• AIM A: Which lines of the rows contain the word "dark"? Pull out each of them.

• SUPPLIED PASSAGE:
## BEGIN
Pundit Bernard Goldberg called her the 74th most dangerous person (i.e., liberal elitist) in America-a fact her neighbors joked about while she was elbow deep in harvesting the Thanksgiving turkey-but because of her appreciation for local agriculture Kingslover labels herself a "conservative."
Because contemporary American "food culture," focused on industrial farming and shipping food across the world, is so entrenched in our way of life, Kingsolver's proposal seems quite revolutionary. She spends a good deal of the book making convincing economic, social, and political arguments for the locavore movement. The real pleasure of the book, though, is her appeal to the readers' heart and tastes buds. Animal, Vegetable, Miracle is not a screed, but a story. Kingsolver says: "The heirloom turkeys are not just large birds but symbols of a precarious hold on a vanishing honesty. The chickens are secondary protagonists, the tomatoes are allegorical. The zucchini may just be zucchini."
Kingsolver doesn't make me feel overly guilty about my city-girl ways and is reasonably flexible with herself as well, but she does make me nostalgic for my grandpa's garden. And she makes canning and cheese-making sound fun (not weeding though). I dream that someday I could raise a family on the fruits and vegetables of our own labor like she does, but for now, I will favor the farmers market over the grocery store and cultivate a mindset that doesn't take cantaloupe seeds for granted. - Megan Sweas, Associate Editor
Haruki Murakami (Vintage, 1997)
The Wind-up Bird Chronicles isn't exactly a book I would have chosen on my own-book clubs are good for expanding our reading horizons-and after poring through some 600 pages of this English translation of Murakami's Japanese (it's even longer in the original), I'm still not sure I can recommend it to everyone. But if you enjoy a surreal blend of historical fiction and supernaturalism, The Wind-up Bird might be for you.
Murakami's story focuses on the conflict between out-of-work law firm gofer Toru Okada and his sinister brother-in-law, Noboru Wataya, a telegenic politician whose star it rising. Their battle revolves around Toru's wife and Noboru's sister, Kumiko, who disappears mysteriously.
Toru's meandering search for his wife guides the plot, but his interactions with a host of other characters both drive the drama and make it hard to follow. From Creta Kano, a psychic with a signature fire-engine-red hat, and her sister Malta, a self-described "prostitute of the mind" who was raped by Noboru, to the mysterious healer Nutmeg and her silent son Cinnamon, to Lieutenant Mamiya, a veteran of Japan's World War II campaign in China and witness to its atrocities, it can be a little hard to keep all the threads of Murakami's story together. As many reviewers have pointed out, the author never really manages to tie them together.
That said, Wind-up Bird is an engaging read, even if it leaves so many questions unanswered. Rather than being a story with a beginning, middle, and end, Wind-up Bird starts and ends basically in the middle. In that sense it is not terribly unlike our lives, whose meanings, crucial moments, and lessons aren't often clear until we near their end. - Bryan Cones, Managing Editor
Cormac McCarthy (Vintage International, 2006)
## END
• AIM B: Carry on the book reviews from their last line onward.

• SOURCE RECORDS:
## BEGIN
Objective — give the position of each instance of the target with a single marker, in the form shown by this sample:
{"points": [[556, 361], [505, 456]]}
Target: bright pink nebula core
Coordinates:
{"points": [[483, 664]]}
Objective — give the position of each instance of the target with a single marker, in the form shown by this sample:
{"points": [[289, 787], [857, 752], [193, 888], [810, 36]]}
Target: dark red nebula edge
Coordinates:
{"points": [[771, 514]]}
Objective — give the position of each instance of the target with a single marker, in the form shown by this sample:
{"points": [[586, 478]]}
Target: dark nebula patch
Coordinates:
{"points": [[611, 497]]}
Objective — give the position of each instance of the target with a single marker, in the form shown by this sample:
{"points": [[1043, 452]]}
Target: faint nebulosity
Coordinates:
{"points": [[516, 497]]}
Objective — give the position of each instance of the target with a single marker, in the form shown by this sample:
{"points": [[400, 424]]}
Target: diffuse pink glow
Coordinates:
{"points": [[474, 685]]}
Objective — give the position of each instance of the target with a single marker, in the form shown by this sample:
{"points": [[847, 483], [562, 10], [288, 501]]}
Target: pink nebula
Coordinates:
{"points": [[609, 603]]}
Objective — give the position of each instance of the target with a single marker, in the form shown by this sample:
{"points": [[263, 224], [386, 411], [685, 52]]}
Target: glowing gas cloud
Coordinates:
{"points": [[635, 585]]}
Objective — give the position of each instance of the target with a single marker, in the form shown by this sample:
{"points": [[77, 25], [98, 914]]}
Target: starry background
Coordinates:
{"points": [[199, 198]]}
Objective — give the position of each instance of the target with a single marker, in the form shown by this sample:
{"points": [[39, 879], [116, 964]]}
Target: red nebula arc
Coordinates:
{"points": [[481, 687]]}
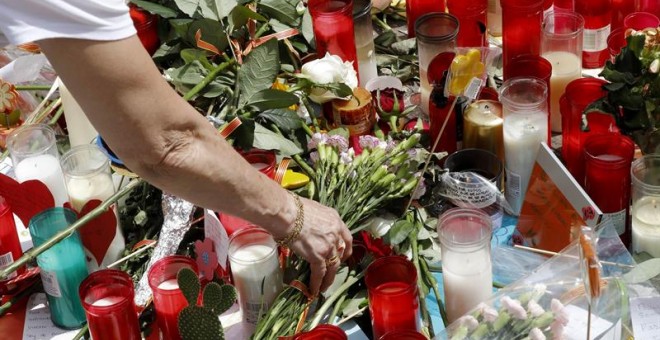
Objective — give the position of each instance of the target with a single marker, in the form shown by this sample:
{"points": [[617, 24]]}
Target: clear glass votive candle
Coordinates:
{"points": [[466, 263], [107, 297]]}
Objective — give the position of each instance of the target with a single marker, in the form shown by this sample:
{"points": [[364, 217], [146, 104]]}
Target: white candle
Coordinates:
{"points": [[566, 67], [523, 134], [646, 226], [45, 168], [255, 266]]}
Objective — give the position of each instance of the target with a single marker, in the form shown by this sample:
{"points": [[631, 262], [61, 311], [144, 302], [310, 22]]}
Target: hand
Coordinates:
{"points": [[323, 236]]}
## END
## BEGIN
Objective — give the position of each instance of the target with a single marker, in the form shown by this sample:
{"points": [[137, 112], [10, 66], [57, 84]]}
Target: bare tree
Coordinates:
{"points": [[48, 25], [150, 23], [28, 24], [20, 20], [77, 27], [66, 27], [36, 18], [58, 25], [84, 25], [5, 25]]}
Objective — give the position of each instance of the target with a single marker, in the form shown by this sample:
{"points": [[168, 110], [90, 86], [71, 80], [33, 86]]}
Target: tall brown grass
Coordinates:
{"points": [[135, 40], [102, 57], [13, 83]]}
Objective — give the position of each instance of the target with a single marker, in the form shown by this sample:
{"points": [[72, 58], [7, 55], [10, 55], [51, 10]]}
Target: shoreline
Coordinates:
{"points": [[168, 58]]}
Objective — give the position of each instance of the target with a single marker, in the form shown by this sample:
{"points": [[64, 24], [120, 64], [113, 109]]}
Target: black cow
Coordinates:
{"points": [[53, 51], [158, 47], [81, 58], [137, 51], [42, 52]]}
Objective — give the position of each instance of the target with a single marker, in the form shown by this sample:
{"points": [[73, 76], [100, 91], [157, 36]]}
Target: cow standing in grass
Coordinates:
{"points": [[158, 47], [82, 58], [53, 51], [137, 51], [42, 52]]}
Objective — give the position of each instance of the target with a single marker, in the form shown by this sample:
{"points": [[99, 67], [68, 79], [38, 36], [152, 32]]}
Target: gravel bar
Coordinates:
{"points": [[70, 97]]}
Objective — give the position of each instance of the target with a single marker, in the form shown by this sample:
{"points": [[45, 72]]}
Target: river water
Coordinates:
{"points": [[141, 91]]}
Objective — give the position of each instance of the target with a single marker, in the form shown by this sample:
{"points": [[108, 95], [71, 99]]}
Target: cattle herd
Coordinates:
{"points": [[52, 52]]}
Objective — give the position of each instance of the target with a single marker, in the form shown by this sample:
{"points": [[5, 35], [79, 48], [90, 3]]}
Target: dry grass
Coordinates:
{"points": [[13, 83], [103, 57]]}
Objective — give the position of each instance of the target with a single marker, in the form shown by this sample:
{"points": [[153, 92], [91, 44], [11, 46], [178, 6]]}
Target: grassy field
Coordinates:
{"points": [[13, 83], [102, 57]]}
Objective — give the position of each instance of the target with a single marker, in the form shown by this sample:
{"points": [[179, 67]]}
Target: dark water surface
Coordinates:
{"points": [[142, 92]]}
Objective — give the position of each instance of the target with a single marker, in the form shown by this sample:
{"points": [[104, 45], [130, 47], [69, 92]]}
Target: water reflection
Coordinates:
## END
• RIGHT ANSWER A:
Target: dark red nebula edge
Target: dark nebula patch
Target: dark water surface

• RIGHT ANSWER B:
When I read Cormac McCarthy's The Road a few months back, its post-Apocalyptic story line seemed anachronistic, though still harrowing, and, for this father, profoundly moving. A father and son traverse a wretched and devastated landscape, crossing a dust-shrouded desert of smoldering cities and scorched countryside, on the run from cannibals, starvation, and humankind's final stupidity-somehow keeping alive their nearly obliterated humanity, a small flame of hope on a ruined planet.
The Road is the kind of novel that would have been culturally at home during the "duck and cover" days of mutually assured destruction-worried then by Fail Safe and On the Beach-or more obviously relevant in The Day After's Reagan era when "morning in America" meant a renewed arms race and the revival of parental nuclear night tremors. But early on in this new century, with the Soviet Union a fading memory and no MADish endtimes to trouble our sleep, what could McCarthy have been thinking when he composed this desolate masterpiece?
Then a little country called Georgia found its way into our headlines and odd place names like Tbilisi and Gori reminded of other once unheard of places like Sarajevo, where small desperate acts led to the devastation of world war. Suddenly the world did not seem as safe as before and the future not as certain. Could we really end up fighting the Russians over Georgia-Georgia!?-I found myself muttering over the morning news, looking over its pages at the small children around my table.
We have been sleeping, McCarthy says, drowsing in complacency. The veneer of civilization remains just as thin as it has always been, the promise of progress the same flim-flam, the impulsiveness and arrogance of humankind the same volatile, cruel mix. How would my little troop survive after the end of history? Could I show the fortitude and love of McCarthy's father, protecting and preparing his small boy for a future he knew he would never see and could barely trust? This unforgiving Road is a tough journey for any reader, but McCarthy's restrained and fearless prose has never been better and his small warning never more relevant. - Kevin Clarke, Senior Editor
Louise Erdrich (HarperCollins, 2008)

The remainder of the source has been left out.